• _Work required_
Find every line in the records below that contains the string "wire" and copy each of those lines. Case counts.

• _Records shown_
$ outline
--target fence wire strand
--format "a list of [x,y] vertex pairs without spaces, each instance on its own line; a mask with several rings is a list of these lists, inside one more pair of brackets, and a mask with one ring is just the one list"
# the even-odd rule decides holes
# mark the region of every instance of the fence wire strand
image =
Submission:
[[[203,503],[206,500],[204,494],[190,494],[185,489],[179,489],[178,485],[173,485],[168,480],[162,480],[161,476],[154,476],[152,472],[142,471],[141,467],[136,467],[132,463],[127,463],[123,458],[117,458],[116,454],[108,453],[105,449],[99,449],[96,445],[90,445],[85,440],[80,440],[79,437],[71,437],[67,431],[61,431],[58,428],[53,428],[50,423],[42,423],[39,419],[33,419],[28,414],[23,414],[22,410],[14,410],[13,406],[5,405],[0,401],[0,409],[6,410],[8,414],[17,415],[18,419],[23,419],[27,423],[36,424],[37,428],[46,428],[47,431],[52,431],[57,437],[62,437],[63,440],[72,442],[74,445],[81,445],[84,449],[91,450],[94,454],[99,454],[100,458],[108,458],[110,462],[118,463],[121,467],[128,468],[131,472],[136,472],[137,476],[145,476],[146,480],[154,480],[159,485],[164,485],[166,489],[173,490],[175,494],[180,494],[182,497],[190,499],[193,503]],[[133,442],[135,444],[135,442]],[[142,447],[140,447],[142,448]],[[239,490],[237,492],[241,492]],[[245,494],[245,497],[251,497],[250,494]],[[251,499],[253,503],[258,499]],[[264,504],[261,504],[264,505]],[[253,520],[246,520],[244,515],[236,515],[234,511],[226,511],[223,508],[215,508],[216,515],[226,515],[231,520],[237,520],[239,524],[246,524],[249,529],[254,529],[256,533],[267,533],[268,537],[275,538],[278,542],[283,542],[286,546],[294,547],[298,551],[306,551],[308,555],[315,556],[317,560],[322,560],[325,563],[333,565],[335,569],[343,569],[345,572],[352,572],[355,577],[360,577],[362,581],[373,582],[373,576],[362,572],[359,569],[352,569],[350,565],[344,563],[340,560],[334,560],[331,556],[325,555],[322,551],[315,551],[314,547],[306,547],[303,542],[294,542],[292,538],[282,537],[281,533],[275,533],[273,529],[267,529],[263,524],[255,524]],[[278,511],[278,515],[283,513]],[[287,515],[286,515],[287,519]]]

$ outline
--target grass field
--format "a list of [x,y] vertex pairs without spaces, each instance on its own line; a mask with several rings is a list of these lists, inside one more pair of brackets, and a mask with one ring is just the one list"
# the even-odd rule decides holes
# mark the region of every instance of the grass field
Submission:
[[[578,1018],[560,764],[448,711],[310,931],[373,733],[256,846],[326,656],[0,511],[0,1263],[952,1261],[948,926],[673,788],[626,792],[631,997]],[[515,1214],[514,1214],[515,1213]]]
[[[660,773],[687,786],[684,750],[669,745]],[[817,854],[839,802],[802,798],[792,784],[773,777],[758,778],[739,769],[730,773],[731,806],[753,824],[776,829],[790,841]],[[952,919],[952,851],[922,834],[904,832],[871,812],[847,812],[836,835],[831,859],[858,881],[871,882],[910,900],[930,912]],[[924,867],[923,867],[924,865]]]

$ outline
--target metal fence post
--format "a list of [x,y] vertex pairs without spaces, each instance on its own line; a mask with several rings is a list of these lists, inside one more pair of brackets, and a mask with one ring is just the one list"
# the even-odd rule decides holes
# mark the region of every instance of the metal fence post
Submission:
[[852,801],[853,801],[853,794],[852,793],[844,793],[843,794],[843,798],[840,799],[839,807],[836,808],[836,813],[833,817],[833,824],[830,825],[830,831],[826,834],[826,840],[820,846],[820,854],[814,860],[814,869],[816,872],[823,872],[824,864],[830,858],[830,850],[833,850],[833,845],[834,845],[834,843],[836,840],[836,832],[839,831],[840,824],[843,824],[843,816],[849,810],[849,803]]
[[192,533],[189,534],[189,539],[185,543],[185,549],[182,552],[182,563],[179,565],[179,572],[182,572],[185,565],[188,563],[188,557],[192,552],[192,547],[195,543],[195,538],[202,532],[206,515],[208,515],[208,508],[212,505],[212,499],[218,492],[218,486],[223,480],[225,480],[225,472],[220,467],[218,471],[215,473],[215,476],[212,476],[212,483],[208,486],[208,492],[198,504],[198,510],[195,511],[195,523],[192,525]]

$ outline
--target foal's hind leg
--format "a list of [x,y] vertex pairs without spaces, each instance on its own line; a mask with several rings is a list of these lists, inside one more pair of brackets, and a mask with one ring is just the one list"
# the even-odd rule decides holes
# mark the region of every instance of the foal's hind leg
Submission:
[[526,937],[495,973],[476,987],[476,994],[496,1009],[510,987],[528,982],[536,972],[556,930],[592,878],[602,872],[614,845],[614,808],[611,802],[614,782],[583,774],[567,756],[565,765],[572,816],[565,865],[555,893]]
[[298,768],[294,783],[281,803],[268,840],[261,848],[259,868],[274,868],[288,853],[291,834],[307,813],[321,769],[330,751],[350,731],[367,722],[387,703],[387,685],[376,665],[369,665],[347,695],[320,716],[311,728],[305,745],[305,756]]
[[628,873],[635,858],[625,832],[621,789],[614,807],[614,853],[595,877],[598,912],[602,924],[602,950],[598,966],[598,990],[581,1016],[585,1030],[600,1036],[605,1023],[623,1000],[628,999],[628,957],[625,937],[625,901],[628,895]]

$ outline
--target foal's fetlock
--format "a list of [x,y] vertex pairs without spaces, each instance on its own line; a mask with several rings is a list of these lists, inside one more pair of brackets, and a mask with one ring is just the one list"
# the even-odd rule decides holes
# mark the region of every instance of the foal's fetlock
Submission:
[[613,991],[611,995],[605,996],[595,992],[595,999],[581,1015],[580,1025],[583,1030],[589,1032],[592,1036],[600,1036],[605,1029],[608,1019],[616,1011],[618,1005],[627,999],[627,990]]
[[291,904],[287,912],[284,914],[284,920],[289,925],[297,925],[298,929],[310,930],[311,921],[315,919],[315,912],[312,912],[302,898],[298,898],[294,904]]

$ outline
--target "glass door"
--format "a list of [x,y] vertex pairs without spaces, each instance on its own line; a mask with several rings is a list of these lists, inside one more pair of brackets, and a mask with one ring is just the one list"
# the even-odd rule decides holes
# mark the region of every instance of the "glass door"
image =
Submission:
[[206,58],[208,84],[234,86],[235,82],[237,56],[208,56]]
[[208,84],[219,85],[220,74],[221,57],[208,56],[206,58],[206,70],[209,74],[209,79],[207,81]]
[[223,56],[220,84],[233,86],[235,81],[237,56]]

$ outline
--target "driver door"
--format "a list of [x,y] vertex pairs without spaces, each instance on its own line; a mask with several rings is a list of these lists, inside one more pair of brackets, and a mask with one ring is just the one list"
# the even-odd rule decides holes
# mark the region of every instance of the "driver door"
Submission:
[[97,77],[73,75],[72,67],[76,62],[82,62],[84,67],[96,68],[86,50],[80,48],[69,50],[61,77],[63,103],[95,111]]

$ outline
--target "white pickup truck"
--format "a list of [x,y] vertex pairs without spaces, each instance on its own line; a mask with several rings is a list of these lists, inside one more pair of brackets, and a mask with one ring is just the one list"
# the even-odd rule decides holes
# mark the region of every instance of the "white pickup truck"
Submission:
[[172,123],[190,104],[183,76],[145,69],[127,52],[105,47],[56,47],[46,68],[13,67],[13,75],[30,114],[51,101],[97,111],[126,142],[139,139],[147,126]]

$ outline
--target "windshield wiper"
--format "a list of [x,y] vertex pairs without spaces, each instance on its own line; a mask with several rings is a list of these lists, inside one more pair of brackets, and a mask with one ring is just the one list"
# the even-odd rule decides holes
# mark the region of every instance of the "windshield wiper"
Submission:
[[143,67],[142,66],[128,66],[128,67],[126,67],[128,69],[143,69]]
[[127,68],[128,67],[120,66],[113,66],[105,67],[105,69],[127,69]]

• _Final result_
--target fence wire strand
# mark the region of every instance of the fence wire strand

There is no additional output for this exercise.